What needs to be done →
Every record should be written out again in full, with no character altered.

═══ Exercise materials ═══

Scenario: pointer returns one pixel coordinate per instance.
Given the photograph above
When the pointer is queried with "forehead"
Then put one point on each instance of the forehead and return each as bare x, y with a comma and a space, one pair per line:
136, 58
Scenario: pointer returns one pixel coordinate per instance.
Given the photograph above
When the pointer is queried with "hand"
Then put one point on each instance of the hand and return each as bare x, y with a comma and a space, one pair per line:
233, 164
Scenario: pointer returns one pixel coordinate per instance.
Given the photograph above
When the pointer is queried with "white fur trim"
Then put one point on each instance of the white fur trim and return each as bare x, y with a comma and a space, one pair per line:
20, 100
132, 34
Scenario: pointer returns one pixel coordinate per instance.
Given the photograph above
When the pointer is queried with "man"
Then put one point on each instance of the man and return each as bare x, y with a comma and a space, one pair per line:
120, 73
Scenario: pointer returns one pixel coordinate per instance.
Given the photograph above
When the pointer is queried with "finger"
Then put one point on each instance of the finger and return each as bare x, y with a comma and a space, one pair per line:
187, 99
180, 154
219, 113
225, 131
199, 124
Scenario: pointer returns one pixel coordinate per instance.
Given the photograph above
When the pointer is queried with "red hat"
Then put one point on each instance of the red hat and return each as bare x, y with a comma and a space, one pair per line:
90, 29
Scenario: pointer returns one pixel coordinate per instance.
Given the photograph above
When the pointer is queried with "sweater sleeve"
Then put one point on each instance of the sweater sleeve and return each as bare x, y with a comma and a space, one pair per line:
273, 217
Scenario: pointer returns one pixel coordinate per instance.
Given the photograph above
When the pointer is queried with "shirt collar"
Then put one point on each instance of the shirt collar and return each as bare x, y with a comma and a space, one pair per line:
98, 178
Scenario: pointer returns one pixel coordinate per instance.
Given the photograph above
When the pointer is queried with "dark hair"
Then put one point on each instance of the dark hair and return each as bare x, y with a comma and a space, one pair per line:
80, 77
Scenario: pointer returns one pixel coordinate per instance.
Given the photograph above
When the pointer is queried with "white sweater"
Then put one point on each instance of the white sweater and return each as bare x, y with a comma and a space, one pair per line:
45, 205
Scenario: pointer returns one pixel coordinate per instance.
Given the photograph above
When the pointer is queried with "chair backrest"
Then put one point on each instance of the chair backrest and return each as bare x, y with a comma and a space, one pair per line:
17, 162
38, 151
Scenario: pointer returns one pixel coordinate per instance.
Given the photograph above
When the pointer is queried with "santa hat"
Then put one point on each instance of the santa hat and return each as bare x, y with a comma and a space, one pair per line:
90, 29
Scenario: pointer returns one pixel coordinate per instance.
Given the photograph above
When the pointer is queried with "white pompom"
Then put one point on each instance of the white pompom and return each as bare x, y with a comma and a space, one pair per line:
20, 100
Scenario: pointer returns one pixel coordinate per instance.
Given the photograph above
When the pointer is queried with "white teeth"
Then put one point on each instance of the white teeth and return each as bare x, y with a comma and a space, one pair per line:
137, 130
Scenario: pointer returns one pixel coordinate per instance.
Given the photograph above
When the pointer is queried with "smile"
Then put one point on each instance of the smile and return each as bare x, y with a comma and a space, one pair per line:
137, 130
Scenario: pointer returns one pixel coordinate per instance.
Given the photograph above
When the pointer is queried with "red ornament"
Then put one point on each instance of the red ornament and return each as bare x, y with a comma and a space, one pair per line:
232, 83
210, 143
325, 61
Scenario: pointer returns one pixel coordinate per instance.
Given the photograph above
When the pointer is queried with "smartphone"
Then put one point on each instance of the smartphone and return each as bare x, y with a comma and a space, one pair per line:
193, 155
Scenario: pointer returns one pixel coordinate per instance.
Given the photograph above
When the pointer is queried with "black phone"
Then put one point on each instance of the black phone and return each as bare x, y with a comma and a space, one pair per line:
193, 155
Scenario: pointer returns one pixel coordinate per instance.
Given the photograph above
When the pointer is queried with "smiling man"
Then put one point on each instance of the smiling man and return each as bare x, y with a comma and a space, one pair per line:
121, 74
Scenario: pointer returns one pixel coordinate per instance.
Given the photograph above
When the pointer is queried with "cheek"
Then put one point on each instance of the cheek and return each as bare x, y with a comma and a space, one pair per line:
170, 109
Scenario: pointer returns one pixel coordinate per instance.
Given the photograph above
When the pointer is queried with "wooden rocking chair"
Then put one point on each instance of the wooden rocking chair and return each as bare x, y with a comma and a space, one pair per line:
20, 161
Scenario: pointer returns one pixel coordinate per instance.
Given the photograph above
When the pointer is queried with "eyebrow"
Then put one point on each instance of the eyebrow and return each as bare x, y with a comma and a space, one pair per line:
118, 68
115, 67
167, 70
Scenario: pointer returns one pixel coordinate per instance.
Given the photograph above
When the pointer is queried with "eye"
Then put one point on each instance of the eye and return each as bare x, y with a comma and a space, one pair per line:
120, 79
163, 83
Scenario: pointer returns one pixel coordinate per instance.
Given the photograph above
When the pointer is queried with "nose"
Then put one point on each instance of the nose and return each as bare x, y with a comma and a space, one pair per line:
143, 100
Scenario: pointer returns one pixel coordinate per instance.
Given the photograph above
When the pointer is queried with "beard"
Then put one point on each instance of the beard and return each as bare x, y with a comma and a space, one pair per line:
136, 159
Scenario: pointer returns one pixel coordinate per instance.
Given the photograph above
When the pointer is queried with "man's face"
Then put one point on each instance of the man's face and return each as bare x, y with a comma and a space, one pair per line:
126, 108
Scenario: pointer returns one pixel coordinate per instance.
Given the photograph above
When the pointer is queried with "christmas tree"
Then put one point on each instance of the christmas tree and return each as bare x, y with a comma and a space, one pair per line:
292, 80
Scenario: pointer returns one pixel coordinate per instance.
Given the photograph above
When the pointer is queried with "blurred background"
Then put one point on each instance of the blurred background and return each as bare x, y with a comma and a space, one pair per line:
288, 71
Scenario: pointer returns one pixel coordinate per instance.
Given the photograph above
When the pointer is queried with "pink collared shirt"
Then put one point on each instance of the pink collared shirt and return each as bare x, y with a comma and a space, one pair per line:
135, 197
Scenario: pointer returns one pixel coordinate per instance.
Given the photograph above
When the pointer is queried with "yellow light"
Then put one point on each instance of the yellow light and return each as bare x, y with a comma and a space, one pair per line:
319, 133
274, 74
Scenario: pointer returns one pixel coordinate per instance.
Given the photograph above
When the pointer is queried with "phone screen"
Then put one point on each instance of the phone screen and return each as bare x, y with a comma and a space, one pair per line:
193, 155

═══

Answer →
Scenario: pointer returns one pixel coordinate per instance.
Given the photograph above
When the pointer is queried with "forehead"
Then put one point on each instance of the forehead and return each as bare x, y with a comma and a space, one pair per line:
136, 58
Scenario: pointer returns one pixel coordinate per instance.
Given the photograph above
When the pointer is queried with "hand"
Then put one point on each instance of the hand and return each as bare x, y with a comma and a space, one pair per line:
233, 164
Scenario: pointer returns one pixel coordinate per instance.
Given the photograph above
When the pointer is queried with "white fur trim"
Then put one point on each instance of the white fur trim and return each as bare x, y with a comma and a space, one pair per line:
20, 100
132, 34
Scenario: pointer returns one pixel coordinate per instance.
Given the photograph above
When the pointer is queried with "man"
Then put one point on each instance of the man and return each as bare x, y with a comma and a space, one pair per line:
120, 73
Scenario: pointer returns one pixel coordinate per instance.
Given the photograph above
When the pointer is queried with "finger"
Then put one point on each instance of the finger and return each as bare x, y with a comma and a space, one pair per line:
187, 99
180, 154
219, 113
225, 131
199, 124
Scenario: pointer returns one pixel coordinate per instance.
Given the photograph above
When the pointer is queried with "red hat"
Then put one point on each instance of the red hat and return each as bare x, y with a comma and a space, one pair per line:
90, 29
Scenario: pointer returns one pixel coordinate per instance.
Given the photograph above
When the pointer is queried with "sweater sleeve"
Then put one point on each instance of the sweater sleeve and return each as bare x, y with a comma and a space, one pair per line:
273, 217
Scenario: pointer returns one pixel coordinate per instance.
Given the photograph above
When the pointer is queried with "shirt collar"
Then put one point on each instance of the shirt collar and return each as bare x, y with a comma and a space, one pair per line:
98, 178
Scenario: pointer returns one pixel coordinate per instance.
Given the photograph above
When the pointer is queried with "dark hair"
Then put one point on each instance of the dark hair and return each as bare x, y with a comma and a space, one pair per line:
80, 77
Scenario: pointer returns one pixel coordinate per instance.
Given the photograph above
When the pointer is queried with "white sweater"
Then put one point on each instance of the white sweater and return each as bare x, y with a comma and a space, one pair per line:
45, 205
Scenario: pointer returns one pixel coordinate per instance.
Given the photograph above
When the pointer is queried with "chair backrest"
Then put one point on each instance of the chair backrest and return each as bare x, y with a comma and a space, one pair per line:
17, 162
38, 151
Scenario: pointer returns one pixel coordinate per instance.
Given the photograph above
When the pointer is queried with "santa hat"
Then put one point on each instance of the santa hat and return each as bare x, y with a comma and a space, one pair per line:
90, 29
Scenario: pointer returns one pixel coordinate per instance.
Given the photograph above
When the pointer is queried with "white pompom"
Then put one point on each instance of the white pompom and return each as bare x, y with a comma and a space, one pair per line:
20, 100
Scenario: pointer returns one pixel coordinate per instance.
Given the photograph above
When the pointer is queried with "white teeth"
Then put one point on each instance of the white teeth and return each as bare x, y with a comma and a space, one pair per line:
137, 130
Scenario: pointer returns one pixel coordinate per instance.
Given the photograph above
When the pointer is queried with "smile"
Then put one point on each instance of the smile and return each as bare x, y with a comma and a space, one pair per line:
137, 130
Scenario: pointer returns one pixel coordinate per instance.
Given the photograph above
When the pointer is queried with "red ornament"
Then put one point on each instance of the red ornament and return each as bare x, y with a comma and a space, one pair per line:
232, 83
210, 143
325, 61
Scenario: pointer returns one pixel coordinate per instance.
Given the photograph above
When the pointer is queried with "smartphone"
Then put one point on each instance of the smartphone and return each as bare x, y with a comma and a space, one pair per line:
193, 155
Scenario: pointer returns one pixel coordinate per instance.
Given the photograph above
When the pointer is queried with "black phone"
Then put one point on each instance of the black phone and return each as bare x, y with a comma and a space, one pair per line:
193, 155
Scenario: pointer returns one pixel coordinate per instance.
Given the photograph above
When the pointer is queried with "smiling man"
Then put one point on each instance of the smiling man and return each as bare x, y with a comma and a space, one pair per line:
121, 74
Scenario: pointer returns one pixel coordinate per instance.
Given the photograph above
When the pointer is queried with "cheek"
Then put one point on each instance of the cheek and return each as bare x, y with a comma and a space, one pair per line:
170, 109
Scenario: pointer returns one pixel coordinate per instance.
Given the photograph above
When the pointer is queried with "wooden rocking chair"
Then put one point on each instance of the wooden rocking chair and return each as bare x, y with a comma and a space, one pair per line:
20, 161
Scenario: pointer returns one pixel coordinate per instance.
Given the photograph above
When the pointer is queried with "eyebrow"
Then put one point on each instance of the eyebrow and return each as bare x, y with a comma and a space, one pair per line:
118, 68
115, 67
167, 70
Scenario: pointer returns one pixel coordinate per instance.
Given the photograph above
When the pointer is queried with "eye"
Then put one point on each instance of the eye and return each as bare x, y with a comma and a space, one pair per line:
120, 79
163, 83
Scenario: pointer returns one pixel coordinate per instance.
Given the photograph above
When the pointer is queried with "nose"
Then put one point on each instance of the nose and return each as bare x, y with a comma and a space, one pair per line:
143, 100
Scenario: pointer returns one pixel coordinate per instance.
Given the photograph above
When the pointer is queried with "beard"
Then put one point on each instance of the beard and return each as bare x, y with a comma and a space, one pair per line:
136, 159
Scenario: pointer returns one pixel coordinate per instance.
Given the photograph above
When the pointer is queried with "man's face"
Then put one point on each instance of the man's face and return each as bare x, y with a comma and a space, one pair per line:
126, 108
Scenario: pointer returns one pixel coordinate per instance.
Given the photograph above
When the pointer is queried with "christmas tree"
Then put one point on each instance of the christmas tree and return each as bare x, y with a comma and a space, one pair per line:
292, 80
Scenario: pointer returns one pixel coordinate per instance.
Given the photograph above
When the pointer is queried with "blurred background"
Then put one point on each instance of the blurred background and return each as bare x, y with a comma and a space, one pair per line:
288, 71
Scenario: pointer returns one pixel coordinate per instance.
Given the photograph above
When the pointer is queried with "pink collared shirt"
Then put one point on each instance of the pink collared shirt and return each as bare x, y with a comma and a space, one pair per line:
135, 197
Scenario: pointer returns one pixel coordinate per instance.
Given the photograph above
When the pointer is queried with "yellow light"
Then put one point on each instance of the yellow light and return each as bare x, y with a comma and a space, one pair per line:
319, 133
274, 74
Scenario: pointer returns one pixel coordinate per instance.
Given the photograph above
When the pointer is queried with "phone screen"
Then put one point on each instance of the phone screen and return each as bare x, y with a comma and a space, one pair per line:
193, 155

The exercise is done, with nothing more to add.